* TRECHO DO TEXTO *
----
Faz 50 anos, o México era mais rico que Portugal. Em 1950, um país como o Brasil tinha uma renda per capita mais elevada que o da Coréia do Sul. Faz 60 anos, Honduras tinha mais riqueza per capita que Cingapura, e hoje Cingapura em questão de 35 a 40 anos é um país com $40.000 de renda anual por habitante. Bem, algo nós fizemos mal, os latino-americanos.
Que fizemos errado? Nem posso enumerar todas as coisas que fizemos mal. Para começar, temos uma escolaridade de 7 anos.
Essa é a escolaridade média da América Latina e não é o caso da maioria dos países asiáticos. Certamente não é o caso de países como Estados Unidos e Canadá, com a melhor educação do mundo, similar a dos europeus. De cada 10 estudantes que ingressam no nível secundário na América Latina, em alguns países, só um termina esse nível secundário.
Há países que têm uma mortalidade infantil de 50 crianças por cada mil, quando a média nos países asiáticos mais avançados é de 8, 9 ou 10.
Nós temos países onde a carga tributária é de 12% do produto interno bruto e não é responsabilidade de ninguém, exceto nossa, que não cobremos dinheiro das pessoas mais ricas dos nossos países. Ninguém tem a culpa disso, a não ser nós mesmos.
Em 1950, cada cidadão norte-americano era quatro vezes mais rico que um cidadão latino-americano. Hoje em dia, um cidadão norte-americano é 10, 15 ou 20 vezes mais rico que um latino-americano. Isso não é culpa dos Estados Unidos, é culpa nossa.
No meu pronunciamento me referi a um fato que para mim é grotesco e que somente demonstra que o sistema de valores do século XX, que parece ser o que estamos pondo em prática também no século XXI, é um sistema de valores equivocado.
Porque não pode ser que o mundo rico dedique 100.000 milhões de dólares para aliviar a pobreza dos 80% da população do mundo "num planeta que tem 2.500 milhões de seres humanos com uma renda de $2 por dia" e que gaste 13 vezes mais ($1.300.000.000.000) em armas e soldados.
----
* PROBLEMA PROPOSTO A *
Liste todos os países mencionados nominalmente no trecho sobre o atraso da América Latina.
----
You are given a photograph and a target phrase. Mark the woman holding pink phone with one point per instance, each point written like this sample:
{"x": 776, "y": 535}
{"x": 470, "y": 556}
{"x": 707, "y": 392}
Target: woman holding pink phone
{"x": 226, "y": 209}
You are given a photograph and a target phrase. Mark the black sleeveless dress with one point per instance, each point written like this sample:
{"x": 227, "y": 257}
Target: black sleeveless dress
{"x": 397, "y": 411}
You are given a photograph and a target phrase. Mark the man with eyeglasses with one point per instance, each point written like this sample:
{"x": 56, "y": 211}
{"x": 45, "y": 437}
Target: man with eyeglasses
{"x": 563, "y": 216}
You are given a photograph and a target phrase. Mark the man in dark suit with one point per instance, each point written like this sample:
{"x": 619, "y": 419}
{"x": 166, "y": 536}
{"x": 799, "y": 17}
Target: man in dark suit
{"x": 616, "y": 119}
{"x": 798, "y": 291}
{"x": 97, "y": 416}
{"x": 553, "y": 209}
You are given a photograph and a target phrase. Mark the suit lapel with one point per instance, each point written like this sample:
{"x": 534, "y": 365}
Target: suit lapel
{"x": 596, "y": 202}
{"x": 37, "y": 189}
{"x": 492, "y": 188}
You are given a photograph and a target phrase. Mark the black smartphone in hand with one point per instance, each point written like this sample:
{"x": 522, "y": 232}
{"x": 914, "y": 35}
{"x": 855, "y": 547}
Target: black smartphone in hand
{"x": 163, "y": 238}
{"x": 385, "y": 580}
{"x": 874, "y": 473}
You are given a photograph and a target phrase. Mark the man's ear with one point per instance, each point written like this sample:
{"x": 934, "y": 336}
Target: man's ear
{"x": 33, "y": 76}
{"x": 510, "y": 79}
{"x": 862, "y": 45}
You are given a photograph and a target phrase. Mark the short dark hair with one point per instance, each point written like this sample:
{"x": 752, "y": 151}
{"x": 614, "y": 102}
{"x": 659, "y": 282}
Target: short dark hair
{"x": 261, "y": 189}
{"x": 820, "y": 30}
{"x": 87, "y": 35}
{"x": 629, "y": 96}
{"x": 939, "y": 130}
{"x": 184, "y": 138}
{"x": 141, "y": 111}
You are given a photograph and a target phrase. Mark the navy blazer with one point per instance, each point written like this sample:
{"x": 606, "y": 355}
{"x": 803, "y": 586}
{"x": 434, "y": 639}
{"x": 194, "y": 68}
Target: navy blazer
----
* PROBLEMA PROPOSTO B *
Troque "photograph" por "image" nos registros, do trecho que começa na linha que contém "Mark the suit" até o fim dos registros. Reescreva somente esse trecho, mantendo todo o resto como está.

* RESOLUÇÃO DO EXERCÍCIO A *
México, Portugal, Brasil, Coréia do Sul, Honduras, Cingapura, Estados Unidos e Canadá.

* RESOLUÇÃO DO EXERCÍCIO B *
You are given a image and a target phrase. Mark the suit lapel with one point per instance, each point written like this sample:
{"x": 534, "y": 365}
Target: suit lapel
{"x": 596, "y": 202}
{"x": 37, "y": 189}
{"x": 492, "y": 188}
You are given a image and a target phrase. Mark the black smartphone in hand with one point per instance, each point written like this sample:
{"x": 522, "y": 232}
{"x": 914, "y": 35}
{"x": 855, "y": 547}
Target: black smartphone in hand
{"x": 163, "y": 238}
{"x": 385, "y": 580}
{"x": 874, "y": 473}
You are given a image and a target phrase. Mark the man's ear with one point per instance, each point written like this sample:
{"x": 934, "y": 336}
Target: man's ear
{"x": 33, "y": 76}
{"x": 510, "y": 79}
{"x": 862, "y": 45}
You are given a image and a target phrase. Mark the short dark hair with one point per instance, each point written like this sample:
{"x": 752, "y": 151}
{"x": 614, "y": 102}
{"x": 659, "y": 282}
Target: short dark hair
{"x": 261, "y": 189}
{"x": 820, "y": 30}
{"x": 87, "y": 35}
{"x": 629, "y": 96}
{"x": 939, "y": 130}
{"x": 184, "y": 138}
{"x": 141, "y": 111}
You are given a image and a target phrase. Mark the navy blazer with one point per instance, each point written like this sample:
{"x": 606, "y": 355}
{"x": 803, "y": 586}
{"x": 434, "y": 639}
{"x": 194, "y": 68}
Target: navy blazer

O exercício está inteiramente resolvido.